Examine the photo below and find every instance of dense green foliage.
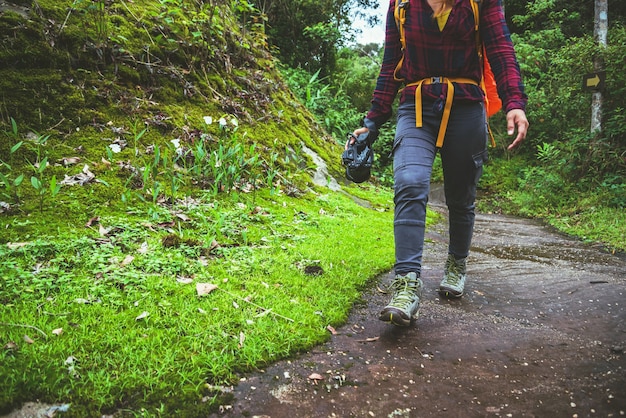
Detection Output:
[280,0,626,250]
[0,0,626,417]
[0,0,404,417]
[258,0,378,77]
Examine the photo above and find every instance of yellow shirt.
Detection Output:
[437,9,452,32]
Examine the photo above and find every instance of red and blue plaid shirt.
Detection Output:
[367,0,527,127]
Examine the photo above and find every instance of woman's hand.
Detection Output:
[506,109,529,150]
[345,126,369,149]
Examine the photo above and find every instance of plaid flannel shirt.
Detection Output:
[366,0,528,127]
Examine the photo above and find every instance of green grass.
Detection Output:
[0,187,436,417]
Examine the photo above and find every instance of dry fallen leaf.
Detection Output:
[309,373,324,384]
[357,337,380,343]
[137,241,148,254]
[174,213,191,222]
[85,216,100,228]
[122,254,135,267]
[2,341,18,350]
[176,277,193,284]
[196,283,217,296]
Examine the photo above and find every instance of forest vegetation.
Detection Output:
[0,0,626,417]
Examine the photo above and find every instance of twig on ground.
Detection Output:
[0,322,48,338]
[218,287,295,322]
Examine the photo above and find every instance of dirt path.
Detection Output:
[214,191,626,418]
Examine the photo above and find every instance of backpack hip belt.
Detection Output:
[393,0,502,148]
[405,77,479,148]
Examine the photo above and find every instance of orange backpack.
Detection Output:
[394,0,502,147]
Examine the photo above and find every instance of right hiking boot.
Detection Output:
[378,273,423,327]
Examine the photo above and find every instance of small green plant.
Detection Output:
[0,118,24,203]
[23,135,61,212]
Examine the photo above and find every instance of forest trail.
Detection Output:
[213,187,626,418]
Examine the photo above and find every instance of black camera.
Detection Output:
[341,119,378,183]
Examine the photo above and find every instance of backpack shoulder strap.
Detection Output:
[393,0,409,81]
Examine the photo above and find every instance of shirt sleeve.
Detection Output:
[366,0,402,128]
[480,0,528,112]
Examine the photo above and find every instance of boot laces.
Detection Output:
[389,277,418,306]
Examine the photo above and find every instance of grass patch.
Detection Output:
[0,188,436,417]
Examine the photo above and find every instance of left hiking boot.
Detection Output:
[439,254,467,298]
[378,272,423,327]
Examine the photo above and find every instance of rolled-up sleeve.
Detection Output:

***

• Problem details: Could you reproduce every one of the records above word for word, leaving out the picture?

• Task response:
Examine the photo below and find every instance of dense green foliage.
Detection Output:
[280,0,626,250]
[0,0,626,417]
[0,0,404,417]
[258,0,378,77]
Examine the photo above and find every instance of yellow shirt.
Detection Output:
[437,9,452,32]
Examine the photo above and find every instance of red and blue plaid shirt.
Detection Output:
[367,0,527,127]
Examine the photo above and find every instance of woman's hand.
Detection Output:
[506,109,529,150]
[345,126,369,149]
Examine the photo above and find every instance of plaid flannel shirt.
Detection Output:
[366,0,528,127]
Examine the photo above and find every instance of green grass.
Detection Output:
[0,187,436,417]
Examine the photo above and find every instance of dry fallen leaf.
Detection Output:
[309,373,324,384]
[357,337,380,343]
[137,241,148,254]
[174,213,191,222]
[85,216,100,228]
[122,254,135,267]
[2,341,18,350]
[176,277,193,284]
[196,283,217,296]
Examine the photo above and find every instance of forest vegetation.
Detection Output:
[0,0,626,417]
Examine the photo above and find every instance of twig on ground.
Detection Output:
[0,322,48,338]
[218,287,295,322]
Examine the photo above and find every instance of dirt path.
Detection Output:
[214,191,626,418]
Examine the photo above and find every instance of backpack hip belt.
Detection Output:
[393,0,502,148]
[405,77,479,148]
Examine the photo above and find every instance of orange backpack.
Detection Output:
[394,0,502,147]
Examine the photo above and find every instance of right hiking boot.
Detection Output:
[378,273,423,327]
Examine the photo above and find every instance of small green plant.
Detection Output:
[0,118,24,203]
[23,135,61,212]
Examine the photo above and find every instance of forest trail.
Detection Output:
[213,187,626,418]
Examine the photo above and find every instance of black camera.
Detection Output:
[341,119,378,183]
Examine the photo above and find every instance of backpack shoulder strap.
Detection Output:
[393,0,409,81]
Examine the photo above and find every instance of shirt sleeve.
Detection Output:
[366,0,402,128]
[480,0,528,112]
Examine the photo above and find every instance of boot laces.
Detection Output:
[389,277,418,306]
Examine the photo above and find every instance of grass patch.
Detection Output:
[0,188,436,417]
Examine the photo above and find every instance of left hiking boot.
Detection Output:
[439,254,467,298]
[378,272,423,327]
Examine the photo above and find every instance of rolled-up sleeve.
Detection Output:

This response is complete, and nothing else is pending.